* Work required: Copy out, word for word, the lines of the items below, starting with the line that contains "Reviewer note: every instance of the wall-mounted" and ending with the line that contains "column 1140, row 97", including both of those lines. Copy nothing else.
■ ■ ■ ■ ■ ■ ■
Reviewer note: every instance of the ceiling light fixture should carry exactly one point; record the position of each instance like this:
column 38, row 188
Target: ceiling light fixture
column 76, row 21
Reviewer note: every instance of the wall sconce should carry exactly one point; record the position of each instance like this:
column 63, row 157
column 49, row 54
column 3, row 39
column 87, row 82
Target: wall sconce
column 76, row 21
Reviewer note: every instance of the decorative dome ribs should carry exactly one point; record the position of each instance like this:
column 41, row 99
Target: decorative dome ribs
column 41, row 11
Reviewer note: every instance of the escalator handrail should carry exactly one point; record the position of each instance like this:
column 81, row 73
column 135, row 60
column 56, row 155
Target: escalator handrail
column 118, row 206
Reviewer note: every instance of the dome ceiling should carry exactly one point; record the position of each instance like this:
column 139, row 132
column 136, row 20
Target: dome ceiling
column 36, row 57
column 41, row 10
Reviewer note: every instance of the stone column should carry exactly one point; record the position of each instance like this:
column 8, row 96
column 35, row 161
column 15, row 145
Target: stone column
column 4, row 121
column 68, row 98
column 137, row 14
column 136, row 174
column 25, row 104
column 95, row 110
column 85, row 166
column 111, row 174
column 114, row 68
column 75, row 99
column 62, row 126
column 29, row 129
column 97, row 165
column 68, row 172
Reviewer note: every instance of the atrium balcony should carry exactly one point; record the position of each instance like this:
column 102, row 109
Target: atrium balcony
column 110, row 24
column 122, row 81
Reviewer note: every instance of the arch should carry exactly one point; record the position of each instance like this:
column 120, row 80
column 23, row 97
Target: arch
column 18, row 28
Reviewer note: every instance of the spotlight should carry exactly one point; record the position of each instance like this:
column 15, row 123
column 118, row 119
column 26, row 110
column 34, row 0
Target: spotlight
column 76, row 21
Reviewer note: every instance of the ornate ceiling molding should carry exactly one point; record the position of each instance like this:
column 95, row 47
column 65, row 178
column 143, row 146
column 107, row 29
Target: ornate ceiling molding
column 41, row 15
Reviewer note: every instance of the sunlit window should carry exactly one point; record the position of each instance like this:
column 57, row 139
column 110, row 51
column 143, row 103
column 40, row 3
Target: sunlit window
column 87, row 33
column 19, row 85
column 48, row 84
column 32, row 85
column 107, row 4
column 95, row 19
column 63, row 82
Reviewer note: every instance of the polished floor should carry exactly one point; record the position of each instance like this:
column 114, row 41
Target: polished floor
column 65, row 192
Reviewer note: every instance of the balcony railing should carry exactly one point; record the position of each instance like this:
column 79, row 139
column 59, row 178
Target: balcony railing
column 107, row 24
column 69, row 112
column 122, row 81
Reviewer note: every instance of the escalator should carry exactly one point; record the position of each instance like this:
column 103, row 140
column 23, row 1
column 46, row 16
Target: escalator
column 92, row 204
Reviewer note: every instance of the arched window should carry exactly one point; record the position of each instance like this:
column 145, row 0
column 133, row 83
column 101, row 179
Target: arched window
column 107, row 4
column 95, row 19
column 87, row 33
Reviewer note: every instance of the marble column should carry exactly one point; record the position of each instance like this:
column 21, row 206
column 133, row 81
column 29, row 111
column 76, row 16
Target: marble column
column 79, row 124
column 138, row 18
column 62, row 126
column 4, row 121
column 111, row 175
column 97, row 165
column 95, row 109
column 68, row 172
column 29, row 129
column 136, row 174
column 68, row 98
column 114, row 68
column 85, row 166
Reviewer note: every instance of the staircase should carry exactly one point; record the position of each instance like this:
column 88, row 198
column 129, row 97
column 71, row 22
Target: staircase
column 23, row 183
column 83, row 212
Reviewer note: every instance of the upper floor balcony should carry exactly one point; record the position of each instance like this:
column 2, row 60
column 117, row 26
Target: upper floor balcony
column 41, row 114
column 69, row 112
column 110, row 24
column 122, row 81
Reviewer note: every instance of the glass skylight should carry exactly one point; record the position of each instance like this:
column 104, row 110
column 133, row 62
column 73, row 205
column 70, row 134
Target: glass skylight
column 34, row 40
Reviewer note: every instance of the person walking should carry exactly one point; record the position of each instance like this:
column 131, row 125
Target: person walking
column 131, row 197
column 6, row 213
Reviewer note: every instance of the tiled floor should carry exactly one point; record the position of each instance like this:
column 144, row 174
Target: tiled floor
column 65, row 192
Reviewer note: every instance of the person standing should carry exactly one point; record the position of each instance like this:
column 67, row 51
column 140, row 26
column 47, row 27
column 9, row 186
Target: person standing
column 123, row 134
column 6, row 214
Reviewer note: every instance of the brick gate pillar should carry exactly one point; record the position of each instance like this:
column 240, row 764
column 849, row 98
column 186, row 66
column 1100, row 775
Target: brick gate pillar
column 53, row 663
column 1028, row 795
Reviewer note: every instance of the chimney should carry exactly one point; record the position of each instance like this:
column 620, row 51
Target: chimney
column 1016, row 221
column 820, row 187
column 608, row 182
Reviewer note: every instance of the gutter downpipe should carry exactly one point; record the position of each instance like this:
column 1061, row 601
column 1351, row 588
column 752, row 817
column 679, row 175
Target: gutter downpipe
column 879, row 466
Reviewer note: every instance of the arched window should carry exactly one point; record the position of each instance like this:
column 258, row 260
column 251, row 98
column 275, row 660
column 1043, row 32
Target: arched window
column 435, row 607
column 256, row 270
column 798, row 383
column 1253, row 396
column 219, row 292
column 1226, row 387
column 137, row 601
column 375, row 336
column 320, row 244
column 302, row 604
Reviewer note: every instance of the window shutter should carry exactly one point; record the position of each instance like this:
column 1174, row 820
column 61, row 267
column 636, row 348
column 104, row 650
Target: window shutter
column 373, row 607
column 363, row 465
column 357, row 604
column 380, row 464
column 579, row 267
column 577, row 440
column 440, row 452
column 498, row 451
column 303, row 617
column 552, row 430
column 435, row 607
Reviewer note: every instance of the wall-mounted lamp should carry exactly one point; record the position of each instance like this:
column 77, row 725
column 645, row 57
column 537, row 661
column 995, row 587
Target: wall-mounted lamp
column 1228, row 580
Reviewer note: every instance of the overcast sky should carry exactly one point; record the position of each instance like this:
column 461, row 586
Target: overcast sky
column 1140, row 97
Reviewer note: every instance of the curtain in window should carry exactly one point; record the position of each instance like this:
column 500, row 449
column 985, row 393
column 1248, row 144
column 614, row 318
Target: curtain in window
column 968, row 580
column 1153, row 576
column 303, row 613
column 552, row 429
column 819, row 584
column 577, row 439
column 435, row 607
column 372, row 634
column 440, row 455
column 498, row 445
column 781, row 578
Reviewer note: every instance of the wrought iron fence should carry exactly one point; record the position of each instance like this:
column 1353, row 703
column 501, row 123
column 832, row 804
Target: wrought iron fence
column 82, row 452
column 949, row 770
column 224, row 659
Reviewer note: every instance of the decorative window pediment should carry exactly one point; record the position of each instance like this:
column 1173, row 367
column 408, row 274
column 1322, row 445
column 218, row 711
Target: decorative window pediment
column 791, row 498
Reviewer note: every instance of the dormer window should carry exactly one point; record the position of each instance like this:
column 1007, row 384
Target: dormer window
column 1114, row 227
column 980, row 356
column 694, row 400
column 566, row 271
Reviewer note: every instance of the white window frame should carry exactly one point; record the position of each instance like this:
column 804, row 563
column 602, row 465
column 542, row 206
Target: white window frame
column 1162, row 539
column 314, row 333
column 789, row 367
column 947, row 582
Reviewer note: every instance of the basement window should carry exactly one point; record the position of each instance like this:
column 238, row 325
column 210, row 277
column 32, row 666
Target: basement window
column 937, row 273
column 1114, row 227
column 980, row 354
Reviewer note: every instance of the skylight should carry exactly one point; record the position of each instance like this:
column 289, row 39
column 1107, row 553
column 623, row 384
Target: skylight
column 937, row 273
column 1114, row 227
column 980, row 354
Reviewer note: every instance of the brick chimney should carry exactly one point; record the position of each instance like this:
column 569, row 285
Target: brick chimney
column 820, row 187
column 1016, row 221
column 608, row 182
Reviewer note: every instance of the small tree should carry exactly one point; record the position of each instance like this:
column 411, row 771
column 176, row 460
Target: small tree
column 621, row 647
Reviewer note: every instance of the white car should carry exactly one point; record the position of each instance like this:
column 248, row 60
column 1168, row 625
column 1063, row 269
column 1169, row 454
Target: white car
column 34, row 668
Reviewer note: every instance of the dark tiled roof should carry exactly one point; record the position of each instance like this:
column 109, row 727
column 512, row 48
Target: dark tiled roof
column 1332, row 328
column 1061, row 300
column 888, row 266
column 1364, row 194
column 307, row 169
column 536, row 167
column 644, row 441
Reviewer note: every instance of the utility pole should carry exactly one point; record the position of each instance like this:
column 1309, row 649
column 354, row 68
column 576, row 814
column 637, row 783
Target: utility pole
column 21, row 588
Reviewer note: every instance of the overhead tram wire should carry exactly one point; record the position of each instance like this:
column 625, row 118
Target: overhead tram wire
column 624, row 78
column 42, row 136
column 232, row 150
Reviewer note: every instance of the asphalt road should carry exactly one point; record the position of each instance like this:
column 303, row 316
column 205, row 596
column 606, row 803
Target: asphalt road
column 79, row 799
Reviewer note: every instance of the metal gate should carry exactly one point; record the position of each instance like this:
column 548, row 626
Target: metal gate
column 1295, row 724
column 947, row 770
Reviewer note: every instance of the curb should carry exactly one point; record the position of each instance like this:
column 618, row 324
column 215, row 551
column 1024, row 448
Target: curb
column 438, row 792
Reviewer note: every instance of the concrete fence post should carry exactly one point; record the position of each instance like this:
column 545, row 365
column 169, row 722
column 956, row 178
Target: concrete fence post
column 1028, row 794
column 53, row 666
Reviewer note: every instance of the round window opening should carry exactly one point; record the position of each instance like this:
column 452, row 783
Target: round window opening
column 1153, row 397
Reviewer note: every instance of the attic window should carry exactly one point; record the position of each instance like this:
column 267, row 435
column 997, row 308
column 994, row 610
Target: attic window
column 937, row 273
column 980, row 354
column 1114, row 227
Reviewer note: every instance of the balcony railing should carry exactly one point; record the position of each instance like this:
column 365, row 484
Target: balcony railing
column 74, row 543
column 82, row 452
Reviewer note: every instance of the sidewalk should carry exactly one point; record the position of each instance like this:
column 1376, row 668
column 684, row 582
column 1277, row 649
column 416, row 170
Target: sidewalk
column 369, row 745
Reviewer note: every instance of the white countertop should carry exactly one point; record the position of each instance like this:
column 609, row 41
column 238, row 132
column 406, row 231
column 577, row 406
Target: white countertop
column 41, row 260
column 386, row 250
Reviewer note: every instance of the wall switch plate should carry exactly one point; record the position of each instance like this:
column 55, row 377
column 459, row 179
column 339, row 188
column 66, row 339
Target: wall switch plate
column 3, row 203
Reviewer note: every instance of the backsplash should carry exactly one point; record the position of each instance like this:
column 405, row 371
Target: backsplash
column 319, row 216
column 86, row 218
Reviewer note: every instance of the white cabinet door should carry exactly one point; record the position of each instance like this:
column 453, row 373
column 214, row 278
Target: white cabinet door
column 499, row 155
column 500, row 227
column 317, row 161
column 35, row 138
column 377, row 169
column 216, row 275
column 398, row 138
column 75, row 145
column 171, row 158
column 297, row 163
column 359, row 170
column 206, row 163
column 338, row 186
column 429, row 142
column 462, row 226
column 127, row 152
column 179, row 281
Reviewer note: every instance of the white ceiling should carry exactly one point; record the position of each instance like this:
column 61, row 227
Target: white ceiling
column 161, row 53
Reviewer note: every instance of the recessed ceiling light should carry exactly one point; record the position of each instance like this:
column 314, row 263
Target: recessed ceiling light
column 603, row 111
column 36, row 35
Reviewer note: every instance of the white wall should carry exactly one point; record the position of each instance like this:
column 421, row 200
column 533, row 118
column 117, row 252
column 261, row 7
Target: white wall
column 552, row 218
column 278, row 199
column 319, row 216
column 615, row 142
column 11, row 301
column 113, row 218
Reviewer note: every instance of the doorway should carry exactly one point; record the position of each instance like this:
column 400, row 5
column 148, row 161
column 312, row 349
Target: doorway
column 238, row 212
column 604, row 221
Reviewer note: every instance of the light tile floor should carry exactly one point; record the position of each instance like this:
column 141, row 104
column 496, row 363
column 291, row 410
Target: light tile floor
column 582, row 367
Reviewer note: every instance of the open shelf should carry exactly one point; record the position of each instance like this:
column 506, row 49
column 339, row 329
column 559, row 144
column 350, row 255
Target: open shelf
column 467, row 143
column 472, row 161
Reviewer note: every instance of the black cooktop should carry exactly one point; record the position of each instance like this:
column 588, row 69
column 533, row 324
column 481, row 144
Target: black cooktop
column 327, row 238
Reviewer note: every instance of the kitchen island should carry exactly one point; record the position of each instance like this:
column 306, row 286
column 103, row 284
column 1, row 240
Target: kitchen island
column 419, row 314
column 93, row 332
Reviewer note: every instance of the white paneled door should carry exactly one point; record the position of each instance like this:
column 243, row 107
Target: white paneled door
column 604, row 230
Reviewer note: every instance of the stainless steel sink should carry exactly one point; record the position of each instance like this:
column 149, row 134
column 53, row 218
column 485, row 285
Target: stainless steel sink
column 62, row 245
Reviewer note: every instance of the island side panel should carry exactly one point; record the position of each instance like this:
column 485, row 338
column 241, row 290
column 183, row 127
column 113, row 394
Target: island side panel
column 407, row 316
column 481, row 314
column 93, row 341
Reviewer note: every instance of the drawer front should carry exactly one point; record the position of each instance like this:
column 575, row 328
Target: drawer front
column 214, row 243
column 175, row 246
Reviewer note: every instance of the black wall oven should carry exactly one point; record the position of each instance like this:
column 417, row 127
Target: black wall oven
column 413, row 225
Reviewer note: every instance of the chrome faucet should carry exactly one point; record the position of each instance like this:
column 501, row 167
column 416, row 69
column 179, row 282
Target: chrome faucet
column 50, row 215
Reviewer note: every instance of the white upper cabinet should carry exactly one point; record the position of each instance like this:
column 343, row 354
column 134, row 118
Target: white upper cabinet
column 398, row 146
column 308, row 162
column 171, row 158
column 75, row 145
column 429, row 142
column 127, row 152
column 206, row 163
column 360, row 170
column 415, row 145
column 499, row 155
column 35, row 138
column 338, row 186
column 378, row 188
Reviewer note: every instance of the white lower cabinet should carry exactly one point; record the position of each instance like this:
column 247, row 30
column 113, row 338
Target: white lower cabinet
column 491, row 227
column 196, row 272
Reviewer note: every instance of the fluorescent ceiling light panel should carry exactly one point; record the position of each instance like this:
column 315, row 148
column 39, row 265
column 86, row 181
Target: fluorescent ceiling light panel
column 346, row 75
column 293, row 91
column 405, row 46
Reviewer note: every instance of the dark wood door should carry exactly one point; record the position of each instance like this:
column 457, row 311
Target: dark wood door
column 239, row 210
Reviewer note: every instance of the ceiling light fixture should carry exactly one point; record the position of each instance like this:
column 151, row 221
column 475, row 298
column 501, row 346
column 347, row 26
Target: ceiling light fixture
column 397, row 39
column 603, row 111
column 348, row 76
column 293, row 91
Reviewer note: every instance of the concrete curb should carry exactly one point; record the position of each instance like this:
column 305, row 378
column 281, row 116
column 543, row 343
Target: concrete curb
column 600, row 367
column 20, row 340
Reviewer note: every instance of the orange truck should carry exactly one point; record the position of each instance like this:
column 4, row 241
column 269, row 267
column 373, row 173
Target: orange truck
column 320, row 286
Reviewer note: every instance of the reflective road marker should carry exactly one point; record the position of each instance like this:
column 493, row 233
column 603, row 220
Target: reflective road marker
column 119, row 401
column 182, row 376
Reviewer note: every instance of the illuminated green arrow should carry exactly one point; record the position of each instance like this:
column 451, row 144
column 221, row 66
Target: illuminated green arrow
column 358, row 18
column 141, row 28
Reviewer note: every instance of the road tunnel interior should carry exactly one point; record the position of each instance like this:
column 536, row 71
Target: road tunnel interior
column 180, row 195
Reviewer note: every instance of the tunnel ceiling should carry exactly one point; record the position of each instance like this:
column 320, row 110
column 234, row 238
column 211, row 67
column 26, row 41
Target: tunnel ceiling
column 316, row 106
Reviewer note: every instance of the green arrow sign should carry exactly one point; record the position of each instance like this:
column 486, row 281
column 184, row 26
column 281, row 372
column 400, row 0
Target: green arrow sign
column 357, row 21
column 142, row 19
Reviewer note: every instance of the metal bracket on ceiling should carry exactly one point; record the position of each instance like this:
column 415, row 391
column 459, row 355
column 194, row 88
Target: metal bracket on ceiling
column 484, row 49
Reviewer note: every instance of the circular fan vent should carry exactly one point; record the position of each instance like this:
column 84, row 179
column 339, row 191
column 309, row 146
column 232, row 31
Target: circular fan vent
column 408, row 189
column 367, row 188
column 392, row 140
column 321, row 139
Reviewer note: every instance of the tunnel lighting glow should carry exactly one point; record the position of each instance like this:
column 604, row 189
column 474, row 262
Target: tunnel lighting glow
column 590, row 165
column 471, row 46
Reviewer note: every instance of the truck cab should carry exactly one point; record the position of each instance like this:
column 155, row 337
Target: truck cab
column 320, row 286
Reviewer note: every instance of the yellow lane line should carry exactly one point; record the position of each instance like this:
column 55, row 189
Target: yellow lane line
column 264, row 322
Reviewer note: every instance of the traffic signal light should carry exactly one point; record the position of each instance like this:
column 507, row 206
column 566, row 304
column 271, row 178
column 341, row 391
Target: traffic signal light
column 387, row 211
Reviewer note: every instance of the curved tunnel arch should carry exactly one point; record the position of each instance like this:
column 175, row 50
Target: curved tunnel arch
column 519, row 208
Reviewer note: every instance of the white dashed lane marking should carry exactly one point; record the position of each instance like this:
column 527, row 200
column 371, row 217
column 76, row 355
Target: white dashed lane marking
■ ■ ■ ■ ■ ■ ■
* Exercise answer:
Reviewer note: every instance of the wall-mounted lamp should carry exactly one point; record the position of each instance like this:
column 77, row 725
column 645, row 57
column 537, row 661
column 995, row 587
Target: wall-mounted lamp
column 1228, row 580
Reviewer note: every instance of the overcast sky should carry exactly one point; record the position of each instance like this:
column 461, row 586
Target: overcast sky
column 1140, row 97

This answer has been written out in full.